▶ [Records provided]

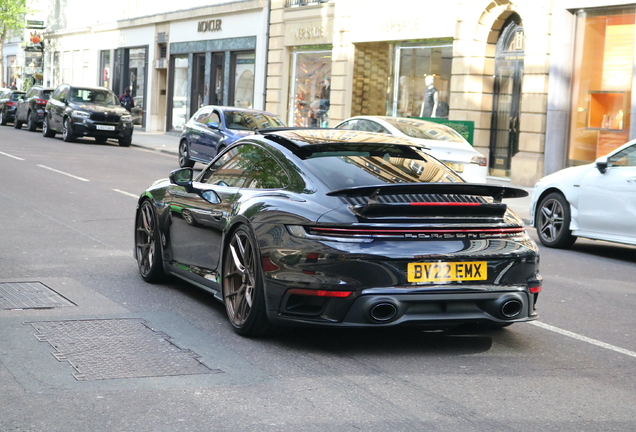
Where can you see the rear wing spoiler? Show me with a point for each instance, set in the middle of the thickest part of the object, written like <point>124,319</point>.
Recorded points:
<point>496,192</point>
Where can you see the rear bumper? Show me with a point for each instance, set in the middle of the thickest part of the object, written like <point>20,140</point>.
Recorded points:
<point>382,308</point>
<point>89,128</point>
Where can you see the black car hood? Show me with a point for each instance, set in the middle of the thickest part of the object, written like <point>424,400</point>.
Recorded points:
<point>99,108</point>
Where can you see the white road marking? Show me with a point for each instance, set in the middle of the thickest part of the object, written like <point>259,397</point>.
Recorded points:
<point>11,156</point>
<point>584,338</point>
<point>62,172</point>
<point>126,193</point>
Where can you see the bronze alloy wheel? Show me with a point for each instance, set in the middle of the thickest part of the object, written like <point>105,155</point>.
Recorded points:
<point>243,286</point>
<point>148,251</point>
<point>46,130</point>
<point>67,131</point>
<point>184,158</point>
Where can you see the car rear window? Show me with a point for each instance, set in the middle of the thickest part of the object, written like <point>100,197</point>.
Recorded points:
<point>426,130</point>
<point>349,165</point>
<point>246,120</point>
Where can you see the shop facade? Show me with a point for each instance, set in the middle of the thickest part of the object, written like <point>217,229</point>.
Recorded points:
<point>173,62</point>
<point>591,105</point>
<point>483,62</point>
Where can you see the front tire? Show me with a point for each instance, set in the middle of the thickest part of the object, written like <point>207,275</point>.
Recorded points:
<point>46,130</point>
<point>243,290</point>
<point>553,221</point>
<point>67,131</point>
<point>147,245</point>
<point>184,155</point>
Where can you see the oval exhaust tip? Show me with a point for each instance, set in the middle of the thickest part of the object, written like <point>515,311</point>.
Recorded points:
<point>511,308</point>
<point>383,312</point>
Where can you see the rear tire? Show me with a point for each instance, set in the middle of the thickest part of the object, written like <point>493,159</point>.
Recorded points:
<point>148,245</point>
<point>243,290</point>
<point>46,130</point>
<point>553,221</point>
<point>67,131</point>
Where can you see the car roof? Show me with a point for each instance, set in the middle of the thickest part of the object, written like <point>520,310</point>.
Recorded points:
<point>302,137</point>
<point>228,108</point>
<point>87,87</point>
<point>390,119</point>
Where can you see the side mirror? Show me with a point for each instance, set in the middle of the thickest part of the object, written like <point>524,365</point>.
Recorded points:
<point>601,164</point>
<point>182,177</point>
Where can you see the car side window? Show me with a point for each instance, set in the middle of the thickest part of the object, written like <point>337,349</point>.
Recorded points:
<point>63,94</point>
<point>246,166</point>
<point>264,171</point>
<point>370,126</point>
<point>214,118</point>
<point>625,157</point>
<point>349,125</point>
<point>226,170</point>
<point>202,117</point>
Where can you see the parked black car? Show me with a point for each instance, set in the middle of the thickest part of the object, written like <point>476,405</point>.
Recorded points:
<point>212,128</point>
<point>338,228</point>
<point>30,108</point>
<point>87,111</point>
<point>8,103</point>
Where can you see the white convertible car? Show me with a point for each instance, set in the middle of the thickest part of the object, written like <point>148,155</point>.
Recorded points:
<point>595,201</point>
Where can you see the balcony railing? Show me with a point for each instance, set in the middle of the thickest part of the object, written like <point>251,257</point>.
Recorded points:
<point>297,3</point>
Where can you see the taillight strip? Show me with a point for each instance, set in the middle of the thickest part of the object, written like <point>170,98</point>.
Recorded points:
<point>447,204</point>
<point>320,293</point>
<point>417,231</point>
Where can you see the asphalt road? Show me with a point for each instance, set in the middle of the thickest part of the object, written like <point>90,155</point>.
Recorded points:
<point>66,224</point>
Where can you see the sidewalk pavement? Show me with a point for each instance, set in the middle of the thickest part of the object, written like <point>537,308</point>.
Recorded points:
<point>169,143</point>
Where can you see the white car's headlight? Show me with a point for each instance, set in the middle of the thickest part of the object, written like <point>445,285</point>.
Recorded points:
<point>81,114</point>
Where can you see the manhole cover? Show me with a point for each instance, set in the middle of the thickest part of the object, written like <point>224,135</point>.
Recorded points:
<point>117,348</point>
<point>30,295</point>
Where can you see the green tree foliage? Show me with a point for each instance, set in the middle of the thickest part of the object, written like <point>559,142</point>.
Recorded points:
<point>12,17</point>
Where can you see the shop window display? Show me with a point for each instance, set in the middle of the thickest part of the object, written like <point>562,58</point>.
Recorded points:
<point>311,89</point>
<point>601,96</point>
<point>421,81</point>
<point>180,97</point>
<point>244,79</point>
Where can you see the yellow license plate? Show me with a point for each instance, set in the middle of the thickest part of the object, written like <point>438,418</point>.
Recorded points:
<point>447,271</point>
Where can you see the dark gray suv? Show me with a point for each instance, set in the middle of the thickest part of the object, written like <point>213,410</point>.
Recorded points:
<point>83,111</point>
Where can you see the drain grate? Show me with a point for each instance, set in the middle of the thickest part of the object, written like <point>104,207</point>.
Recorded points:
<point>117,348</point>
<point>30,295</point>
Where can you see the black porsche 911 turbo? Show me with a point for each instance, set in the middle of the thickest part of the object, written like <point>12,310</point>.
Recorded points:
<point>339,228</point>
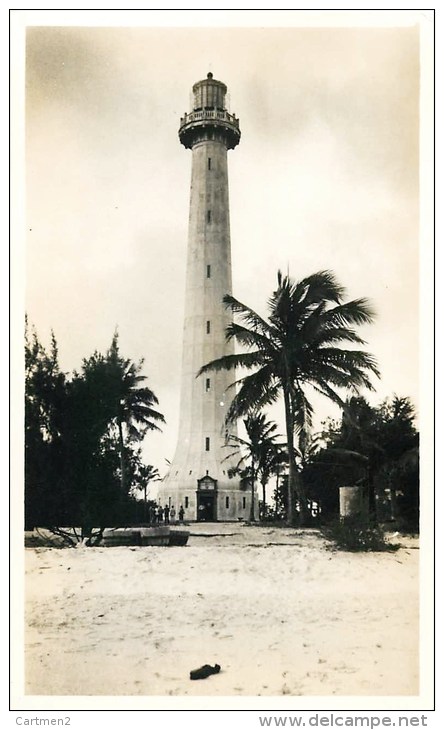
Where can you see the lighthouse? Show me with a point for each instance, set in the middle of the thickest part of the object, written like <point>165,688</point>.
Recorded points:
<point>202,479</point>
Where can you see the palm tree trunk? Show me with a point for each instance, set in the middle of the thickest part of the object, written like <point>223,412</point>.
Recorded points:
<point>291,459</point>
<point>253,479</point>
<point>295,486</point>
<point>122,461</point>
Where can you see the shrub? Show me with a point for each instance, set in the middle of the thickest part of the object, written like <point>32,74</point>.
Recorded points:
<point>355,535</point>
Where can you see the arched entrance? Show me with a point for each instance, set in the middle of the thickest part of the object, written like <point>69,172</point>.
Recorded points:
<point>206,499</point>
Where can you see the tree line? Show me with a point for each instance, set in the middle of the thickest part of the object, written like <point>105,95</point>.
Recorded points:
<point>82,438</point>
<point>303,347</point>
<point>84,430</point>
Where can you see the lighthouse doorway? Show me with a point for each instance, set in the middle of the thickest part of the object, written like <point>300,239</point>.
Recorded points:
<point>207,499</point>
<point>206,507</point>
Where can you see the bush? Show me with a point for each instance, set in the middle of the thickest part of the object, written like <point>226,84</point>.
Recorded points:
<point>355,535</point>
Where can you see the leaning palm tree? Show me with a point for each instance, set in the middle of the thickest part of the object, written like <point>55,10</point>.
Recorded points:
<point>260,435</point>
<point>147,473</point>
<point>133,404</point>
<point>300,347</point>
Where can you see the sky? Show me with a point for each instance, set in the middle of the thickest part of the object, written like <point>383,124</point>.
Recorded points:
<point>326,176</point>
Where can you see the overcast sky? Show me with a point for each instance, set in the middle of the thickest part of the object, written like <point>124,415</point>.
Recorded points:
<point>325,177</point>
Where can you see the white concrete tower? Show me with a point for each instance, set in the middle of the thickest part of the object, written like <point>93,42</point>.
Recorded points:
<point>199,479</point>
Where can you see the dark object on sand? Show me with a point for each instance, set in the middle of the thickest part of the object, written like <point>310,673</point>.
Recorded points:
<point>204,672</point>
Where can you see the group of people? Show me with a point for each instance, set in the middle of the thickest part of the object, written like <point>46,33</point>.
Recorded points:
<point>165,515</point>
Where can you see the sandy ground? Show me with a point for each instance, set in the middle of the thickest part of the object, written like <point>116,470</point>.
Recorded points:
<point>278,611</point>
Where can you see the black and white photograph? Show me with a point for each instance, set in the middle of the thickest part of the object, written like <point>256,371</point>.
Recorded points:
<point>221,242</point>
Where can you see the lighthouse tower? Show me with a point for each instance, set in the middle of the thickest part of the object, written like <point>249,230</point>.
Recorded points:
<point>199,479</point>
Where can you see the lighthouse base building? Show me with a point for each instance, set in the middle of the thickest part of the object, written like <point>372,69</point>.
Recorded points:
<point>202,479</point>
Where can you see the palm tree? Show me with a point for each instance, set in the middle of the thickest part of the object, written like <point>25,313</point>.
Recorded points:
<point>147,473</point>
<point>301,346</point>
<point>133,403</point>
<point>260,434</point>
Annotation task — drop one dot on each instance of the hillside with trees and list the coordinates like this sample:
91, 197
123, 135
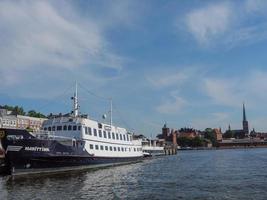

▶ [Directions]
Please recast the lines above, from the one containing "Where can you see the shop window" through the one containing "<point>83,111</point>", inclusive, as a numbered list with any blank lines left out.

▶ [Exercise output]
1. Where can you see the shop window display? Show me with a point for each instance, set in the middle of the thickest part of the object, written like <point>562,58</point>.
2. Recorded points:
3. <point>311,89</point>
4. <point>601,96</point>
5. <point>421,81</point>
6. <point>180,97</point>
7. <point>244,79</point>
8. Where can you see the yellow license plate? Show me with a point for each instance, set in the middle of the thickest part of the object, written like <point>438,418</point>.
9. Recorded points:
10. <point>447,271</point>
11. Where can you see the dark gray suv? Show me with a point for each instance, set in the middle of the thickest part of the object, written like <point>213,410</point>.
12. Recorded points:
13. <point>83,111</point>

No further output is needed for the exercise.